§ **WHAT IS NEEDED**: Report every line of the listing below that contains the word "black".

§ **PROVIDED DATA**:
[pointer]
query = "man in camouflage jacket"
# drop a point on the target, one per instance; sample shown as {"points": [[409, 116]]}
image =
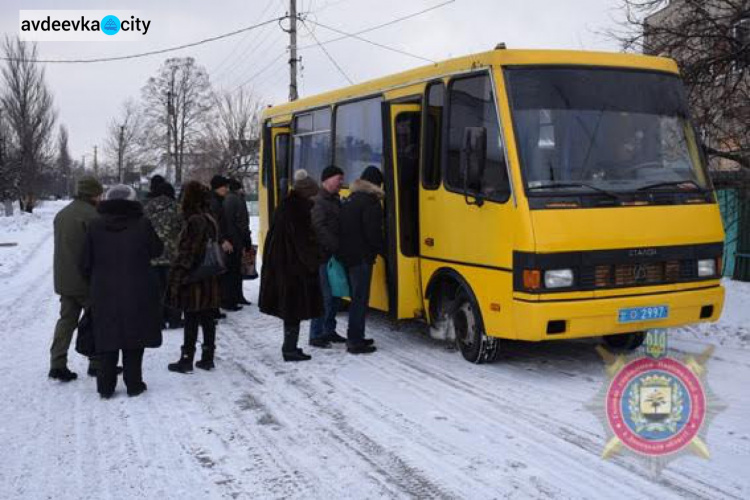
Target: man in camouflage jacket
{"points": [[163, 212]]}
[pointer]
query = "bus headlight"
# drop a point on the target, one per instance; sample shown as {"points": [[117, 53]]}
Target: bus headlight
{"points": [[706, 267], [558, 278]]}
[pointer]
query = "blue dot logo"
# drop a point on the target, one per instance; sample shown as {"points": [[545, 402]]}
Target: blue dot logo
{"points": [[110, 25]]}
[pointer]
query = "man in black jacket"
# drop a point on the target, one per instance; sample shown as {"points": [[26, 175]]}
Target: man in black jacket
{"points": [[361, 241], [326, 220], [238, 234]]}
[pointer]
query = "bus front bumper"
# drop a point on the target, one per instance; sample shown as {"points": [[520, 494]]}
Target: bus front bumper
{"points": [[566, 319]]}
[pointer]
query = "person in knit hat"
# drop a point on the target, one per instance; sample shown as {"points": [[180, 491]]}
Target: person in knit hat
{"points": [[326, 219], [289, 286], [71, 225], [361, 241]]}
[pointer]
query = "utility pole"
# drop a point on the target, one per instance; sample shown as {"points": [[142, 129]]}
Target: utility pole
{"points": [[293, 96], [121, 145], [169, 131]]}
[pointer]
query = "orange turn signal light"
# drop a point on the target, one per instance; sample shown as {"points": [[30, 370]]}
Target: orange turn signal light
{"points": [[532, 279]]}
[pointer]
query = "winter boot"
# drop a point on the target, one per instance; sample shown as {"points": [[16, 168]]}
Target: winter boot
{"points": [[297, 355], [62, 374], [207, 358], [185, 364]]}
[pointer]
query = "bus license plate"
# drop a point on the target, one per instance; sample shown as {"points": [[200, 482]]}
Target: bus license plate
{"points": [[635, 314]]}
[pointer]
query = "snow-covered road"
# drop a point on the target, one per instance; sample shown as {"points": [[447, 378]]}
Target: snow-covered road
{"points": [[412, 420]]}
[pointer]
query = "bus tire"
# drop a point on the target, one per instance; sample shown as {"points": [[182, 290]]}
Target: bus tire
{"points": [[474, 344], [624, 341]]}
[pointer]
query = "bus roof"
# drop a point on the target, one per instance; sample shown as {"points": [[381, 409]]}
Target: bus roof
{"points": [[498, 57]]}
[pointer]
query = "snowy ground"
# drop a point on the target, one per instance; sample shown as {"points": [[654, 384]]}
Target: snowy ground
{"points": [[412, 420]]}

§ **FULL SOLUTION**:
query = "man in black jacket"
Target: man in black jacket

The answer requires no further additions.